═════ Data supplied ═════

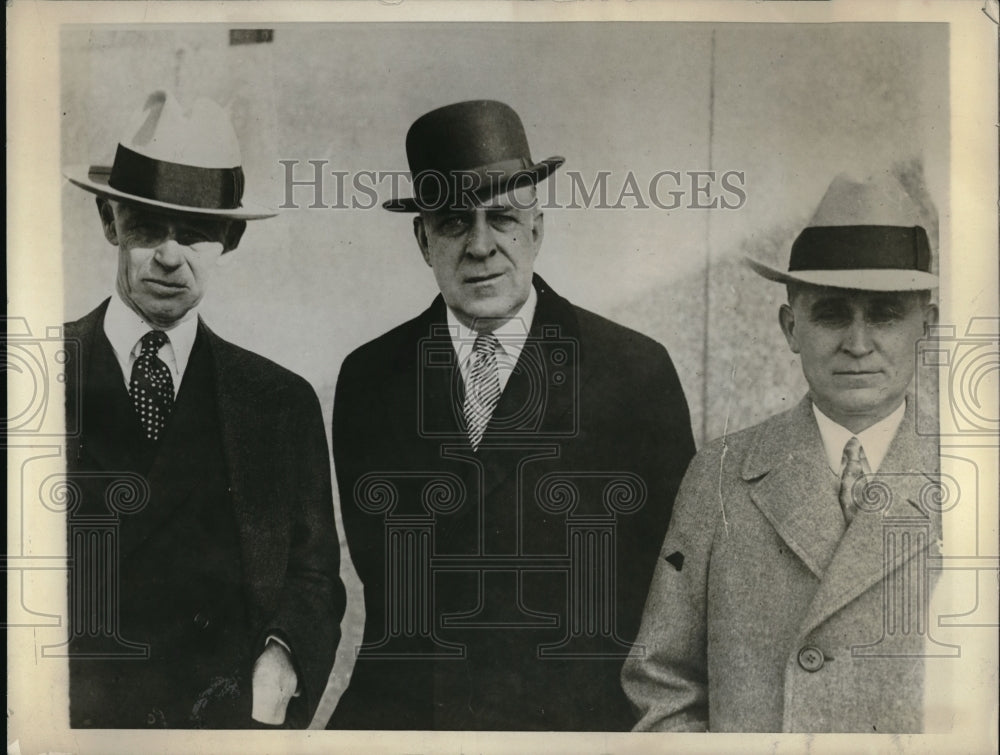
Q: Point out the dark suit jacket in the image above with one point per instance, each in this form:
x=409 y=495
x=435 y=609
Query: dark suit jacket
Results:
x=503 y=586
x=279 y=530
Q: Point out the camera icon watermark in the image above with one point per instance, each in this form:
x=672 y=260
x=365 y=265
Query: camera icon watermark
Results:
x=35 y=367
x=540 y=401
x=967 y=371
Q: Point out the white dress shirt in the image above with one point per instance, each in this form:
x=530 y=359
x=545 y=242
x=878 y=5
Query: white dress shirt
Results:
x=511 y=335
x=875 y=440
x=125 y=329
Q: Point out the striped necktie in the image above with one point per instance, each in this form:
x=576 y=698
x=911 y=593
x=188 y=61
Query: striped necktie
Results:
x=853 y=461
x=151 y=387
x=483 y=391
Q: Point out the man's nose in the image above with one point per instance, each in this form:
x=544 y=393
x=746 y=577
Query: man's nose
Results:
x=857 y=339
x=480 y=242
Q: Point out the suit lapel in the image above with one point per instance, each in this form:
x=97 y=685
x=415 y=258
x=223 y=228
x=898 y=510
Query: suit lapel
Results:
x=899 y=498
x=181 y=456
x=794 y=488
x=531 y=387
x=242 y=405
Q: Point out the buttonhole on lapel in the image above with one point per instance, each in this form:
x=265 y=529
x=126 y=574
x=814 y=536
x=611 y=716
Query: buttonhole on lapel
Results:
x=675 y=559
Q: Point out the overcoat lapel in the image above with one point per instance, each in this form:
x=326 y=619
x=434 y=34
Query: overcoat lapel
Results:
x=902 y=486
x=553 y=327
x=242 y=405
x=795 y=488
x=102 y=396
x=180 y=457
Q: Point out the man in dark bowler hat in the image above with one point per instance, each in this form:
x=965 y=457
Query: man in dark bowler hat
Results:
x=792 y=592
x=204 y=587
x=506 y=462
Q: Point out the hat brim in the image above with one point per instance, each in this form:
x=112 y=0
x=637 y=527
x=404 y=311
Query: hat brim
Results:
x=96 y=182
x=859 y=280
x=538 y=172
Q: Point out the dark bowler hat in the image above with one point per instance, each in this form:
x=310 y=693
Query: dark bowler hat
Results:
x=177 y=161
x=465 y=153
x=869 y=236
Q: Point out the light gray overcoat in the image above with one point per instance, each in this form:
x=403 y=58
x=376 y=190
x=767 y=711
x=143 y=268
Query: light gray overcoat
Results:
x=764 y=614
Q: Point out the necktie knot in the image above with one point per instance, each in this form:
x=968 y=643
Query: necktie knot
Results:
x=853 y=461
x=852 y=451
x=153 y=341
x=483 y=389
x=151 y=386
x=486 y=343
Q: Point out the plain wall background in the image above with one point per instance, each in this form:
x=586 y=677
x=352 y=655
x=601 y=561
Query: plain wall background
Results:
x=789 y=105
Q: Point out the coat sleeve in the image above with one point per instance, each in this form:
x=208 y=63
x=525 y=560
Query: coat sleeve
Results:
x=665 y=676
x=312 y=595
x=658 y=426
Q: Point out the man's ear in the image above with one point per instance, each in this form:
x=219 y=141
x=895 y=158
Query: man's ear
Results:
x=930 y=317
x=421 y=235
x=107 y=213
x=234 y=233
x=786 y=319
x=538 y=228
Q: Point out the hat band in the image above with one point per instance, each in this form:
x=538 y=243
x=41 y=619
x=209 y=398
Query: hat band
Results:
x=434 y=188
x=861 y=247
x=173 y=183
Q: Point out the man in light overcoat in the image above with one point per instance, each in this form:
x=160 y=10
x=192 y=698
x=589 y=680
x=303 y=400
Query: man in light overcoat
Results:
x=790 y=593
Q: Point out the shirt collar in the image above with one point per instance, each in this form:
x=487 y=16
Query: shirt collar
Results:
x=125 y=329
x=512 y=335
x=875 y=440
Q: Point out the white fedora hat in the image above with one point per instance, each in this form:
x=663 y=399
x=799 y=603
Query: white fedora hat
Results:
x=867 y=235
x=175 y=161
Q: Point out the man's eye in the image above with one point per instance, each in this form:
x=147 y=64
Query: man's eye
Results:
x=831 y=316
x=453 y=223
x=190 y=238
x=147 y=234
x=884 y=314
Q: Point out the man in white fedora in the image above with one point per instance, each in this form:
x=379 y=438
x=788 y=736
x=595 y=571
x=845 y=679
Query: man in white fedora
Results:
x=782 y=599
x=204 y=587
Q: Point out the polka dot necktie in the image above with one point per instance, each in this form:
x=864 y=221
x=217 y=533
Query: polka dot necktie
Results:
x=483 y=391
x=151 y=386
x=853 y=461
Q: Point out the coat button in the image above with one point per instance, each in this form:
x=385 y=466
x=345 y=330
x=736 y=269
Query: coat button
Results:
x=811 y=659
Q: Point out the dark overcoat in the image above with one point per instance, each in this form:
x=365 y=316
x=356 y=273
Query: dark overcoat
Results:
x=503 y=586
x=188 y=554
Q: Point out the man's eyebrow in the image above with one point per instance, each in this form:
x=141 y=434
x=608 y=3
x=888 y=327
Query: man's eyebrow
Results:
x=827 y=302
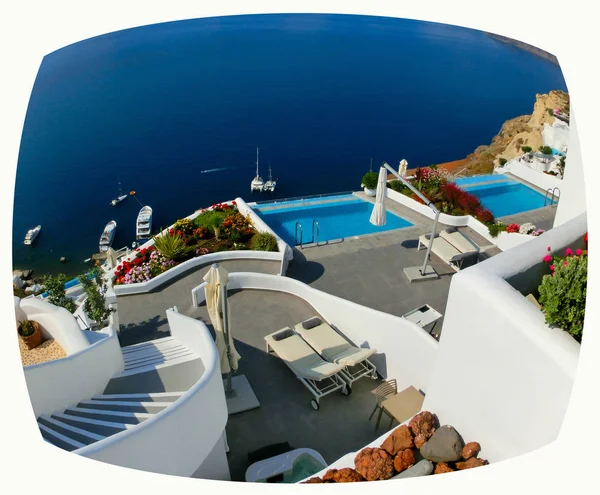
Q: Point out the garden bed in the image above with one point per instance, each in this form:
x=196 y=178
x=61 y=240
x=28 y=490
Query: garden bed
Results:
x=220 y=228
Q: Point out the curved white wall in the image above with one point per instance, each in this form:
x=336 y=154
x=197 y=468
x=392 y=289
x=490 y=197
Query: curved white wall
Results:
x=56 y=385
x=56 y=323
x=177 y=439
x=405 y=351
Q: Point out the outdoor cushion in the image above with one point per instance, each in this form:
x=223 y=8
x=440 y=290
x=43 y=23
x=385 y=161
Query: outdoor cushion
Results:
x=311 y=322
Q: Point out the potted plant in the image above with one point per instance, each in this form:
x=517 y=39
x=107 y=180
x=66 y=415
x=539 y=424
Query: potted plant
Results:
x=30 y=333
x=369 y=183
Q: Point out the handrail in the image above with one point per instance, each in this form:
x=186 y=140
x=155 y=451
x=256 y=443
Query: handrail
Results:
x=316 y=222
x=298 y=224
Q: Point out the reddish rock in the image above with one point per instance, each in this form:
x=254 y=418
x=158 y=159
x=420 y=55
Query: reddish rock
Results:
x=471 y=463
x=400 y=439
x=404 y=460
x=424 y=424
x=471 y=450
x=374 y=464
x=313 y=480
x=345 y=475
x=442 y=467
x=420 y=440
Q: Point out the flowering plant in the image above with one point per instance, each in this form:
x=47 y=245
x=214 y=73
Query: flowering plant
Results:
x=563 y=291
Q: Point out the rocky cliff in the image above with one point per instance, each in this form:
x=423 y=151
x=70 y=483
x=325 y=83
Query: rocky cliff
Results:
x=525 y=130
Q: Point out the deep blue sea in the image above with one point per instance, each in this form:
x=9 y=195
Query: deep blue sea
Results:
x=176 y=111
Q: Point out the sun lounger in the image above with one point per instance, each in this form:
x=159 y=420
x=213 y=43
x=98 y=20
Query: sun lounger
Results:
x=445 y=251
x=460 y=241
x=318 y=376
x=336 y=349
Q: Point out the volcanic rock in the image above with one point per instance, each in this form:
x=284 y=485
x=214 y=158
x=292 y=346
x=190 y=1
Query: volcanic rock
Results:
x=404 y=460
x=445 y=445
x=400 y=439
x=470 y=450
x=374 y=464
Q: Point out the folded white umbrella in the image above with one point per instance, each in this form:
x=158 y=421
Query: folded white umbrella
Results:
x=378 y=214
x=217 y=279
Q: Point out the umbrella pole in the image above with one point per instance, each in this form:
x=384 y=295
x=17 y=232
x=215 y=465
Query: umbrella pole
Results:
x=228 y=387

═════
═════ Data supplied ═════

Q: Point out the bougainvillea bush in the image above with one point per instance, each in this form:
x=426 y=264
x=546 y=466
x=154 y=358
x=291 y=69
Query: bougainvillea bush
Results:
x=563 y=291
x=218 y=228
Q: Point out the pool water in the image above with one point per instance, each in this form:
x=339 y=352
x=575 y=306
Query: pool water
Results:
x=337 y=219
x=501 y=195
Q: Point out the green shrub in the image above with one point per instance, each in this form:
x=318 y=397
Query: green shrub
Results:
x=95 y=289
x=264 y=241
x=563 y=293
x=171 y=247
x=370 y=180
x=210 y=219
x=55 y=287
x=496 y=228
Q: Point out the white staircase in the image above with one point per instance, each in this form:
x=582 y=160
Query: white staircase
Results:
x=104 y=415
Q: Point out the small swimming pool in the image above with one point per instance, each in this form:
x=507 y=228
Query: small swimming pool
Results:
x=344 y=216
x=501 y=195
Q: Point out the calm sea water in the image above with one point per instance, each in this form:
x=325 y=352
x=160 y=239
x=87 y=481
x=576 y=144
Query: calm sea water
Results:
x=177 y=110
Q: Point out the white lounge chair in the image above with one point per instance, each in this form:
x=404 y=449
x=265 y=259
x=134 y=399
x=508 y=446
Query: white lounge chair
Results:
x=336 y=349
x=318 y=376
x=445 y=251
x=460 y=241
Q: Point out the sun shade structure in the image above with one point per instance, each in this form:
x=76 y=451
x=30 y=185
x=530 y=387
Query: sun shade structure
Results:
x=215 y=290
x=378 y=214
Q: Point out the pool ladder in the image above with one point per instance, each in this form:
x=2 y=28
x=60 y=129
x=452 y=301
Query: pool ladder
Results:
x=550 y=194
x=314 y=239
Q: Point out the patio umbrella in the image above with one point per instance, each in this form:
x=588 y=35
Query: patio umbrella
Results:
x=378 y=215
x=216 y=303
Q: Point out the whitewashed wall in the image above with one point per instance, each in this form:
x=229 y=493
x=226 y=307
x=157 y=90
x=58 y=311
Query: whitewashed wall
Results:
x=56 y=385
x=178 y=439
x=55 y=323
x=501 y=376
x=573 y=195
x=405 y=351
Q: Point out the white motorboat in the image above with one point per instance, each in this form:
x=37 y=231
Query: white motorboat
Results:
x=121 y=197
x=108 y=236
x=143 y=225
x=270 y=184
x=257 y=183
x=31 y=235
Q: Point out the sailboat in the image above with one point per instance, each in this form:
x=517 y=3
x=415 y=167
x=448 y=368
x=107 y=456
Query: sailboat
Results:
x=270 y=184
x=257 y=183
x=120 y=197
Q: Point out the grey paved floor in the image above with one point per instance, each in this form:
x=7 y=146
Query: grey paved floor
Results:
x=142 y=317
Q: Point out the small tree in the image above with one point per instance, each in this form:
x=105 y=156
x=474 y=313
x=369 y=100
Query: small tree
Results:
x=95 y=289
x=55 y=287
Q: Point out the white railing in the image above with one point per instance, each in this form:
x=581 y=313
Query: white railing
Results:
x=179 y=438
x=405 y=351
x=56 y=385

═════
═════ Data supplied ═════

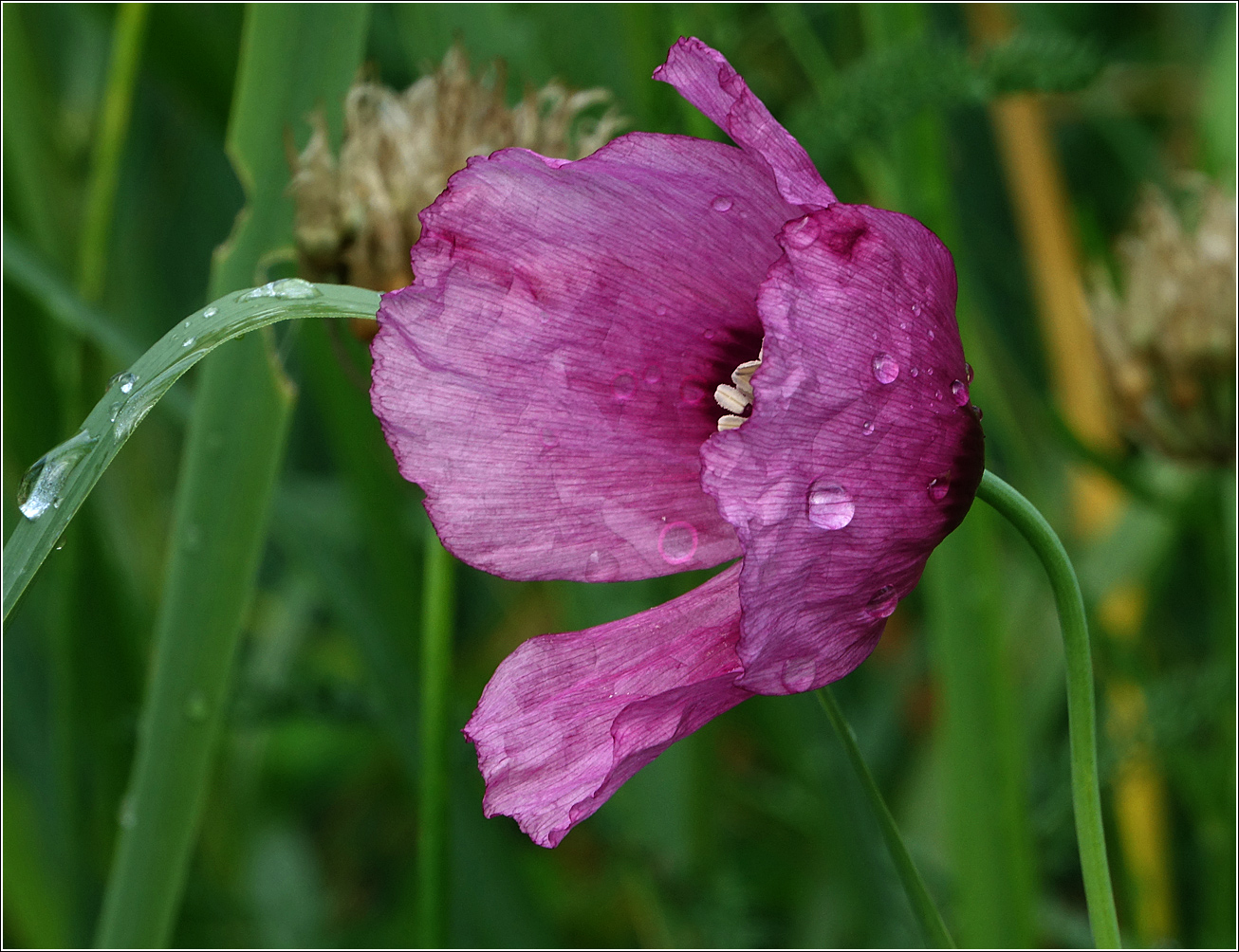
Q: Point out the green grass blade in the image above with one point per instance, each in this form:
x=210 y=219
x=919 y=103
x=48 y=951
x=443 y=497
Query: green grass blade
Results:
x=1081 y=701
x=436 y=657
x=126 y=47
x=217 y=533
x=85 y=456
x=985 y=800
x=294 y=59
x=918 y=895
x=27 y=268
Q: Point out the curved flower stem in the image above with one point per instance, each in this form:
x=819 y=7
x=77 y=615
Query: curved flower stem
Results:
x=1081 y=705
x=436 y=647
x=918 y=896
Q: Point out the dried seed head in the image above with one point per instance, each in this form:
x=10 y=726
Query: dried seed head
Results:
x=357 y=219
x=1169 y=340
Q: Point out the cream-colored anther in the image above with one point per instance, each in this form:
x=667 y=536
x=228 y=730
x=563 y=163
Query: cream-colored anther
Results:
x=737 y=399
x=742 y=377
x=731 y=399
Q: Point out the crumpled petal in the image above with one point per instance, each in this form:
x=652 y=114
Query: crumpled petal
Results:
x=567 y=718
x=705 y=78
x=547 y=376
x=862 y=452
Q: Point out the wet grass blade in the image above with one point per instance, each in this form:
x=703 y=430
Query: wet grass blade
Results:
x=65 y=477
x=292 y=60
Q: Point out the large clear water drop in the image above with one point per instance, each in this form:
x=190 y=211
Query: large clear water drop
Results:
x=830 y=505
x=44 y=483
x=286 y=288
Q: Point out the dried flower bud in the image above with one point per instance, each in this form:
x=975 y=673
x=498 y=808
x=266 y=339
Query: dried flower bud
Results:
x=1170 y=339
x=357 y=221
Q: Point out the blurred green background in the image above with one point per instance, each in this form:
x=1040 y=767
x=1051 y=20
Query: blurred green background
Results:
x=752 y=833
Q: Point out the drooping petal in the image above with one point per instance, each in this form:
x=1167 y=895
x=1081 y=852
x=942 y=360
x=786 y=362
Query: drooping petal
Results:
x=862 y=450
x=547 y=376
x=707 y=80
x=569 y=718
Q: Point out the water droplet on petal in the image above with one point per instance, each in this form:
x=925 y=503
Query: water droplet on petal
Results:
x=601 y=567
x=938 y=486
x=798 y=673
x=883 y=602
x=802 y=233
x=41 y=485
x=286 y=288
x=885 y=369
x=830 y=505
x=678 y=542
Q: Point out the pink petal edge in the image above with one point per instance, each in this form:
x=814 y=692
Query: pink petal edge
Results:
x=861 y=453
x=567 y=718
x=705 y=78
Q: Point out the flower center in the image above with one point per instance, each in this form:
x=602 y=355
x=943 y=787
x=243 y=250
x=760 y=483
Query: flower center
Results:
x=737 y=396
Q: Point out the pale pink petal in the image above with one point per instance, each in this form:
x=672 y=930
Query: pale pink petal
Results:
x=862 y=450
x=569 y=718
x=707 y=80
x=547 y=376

═════

▶ [Work to complete]: Work out how many lines of the preceding data contain the word "tree". Reply with that number only.

▶ [Answer space]: 2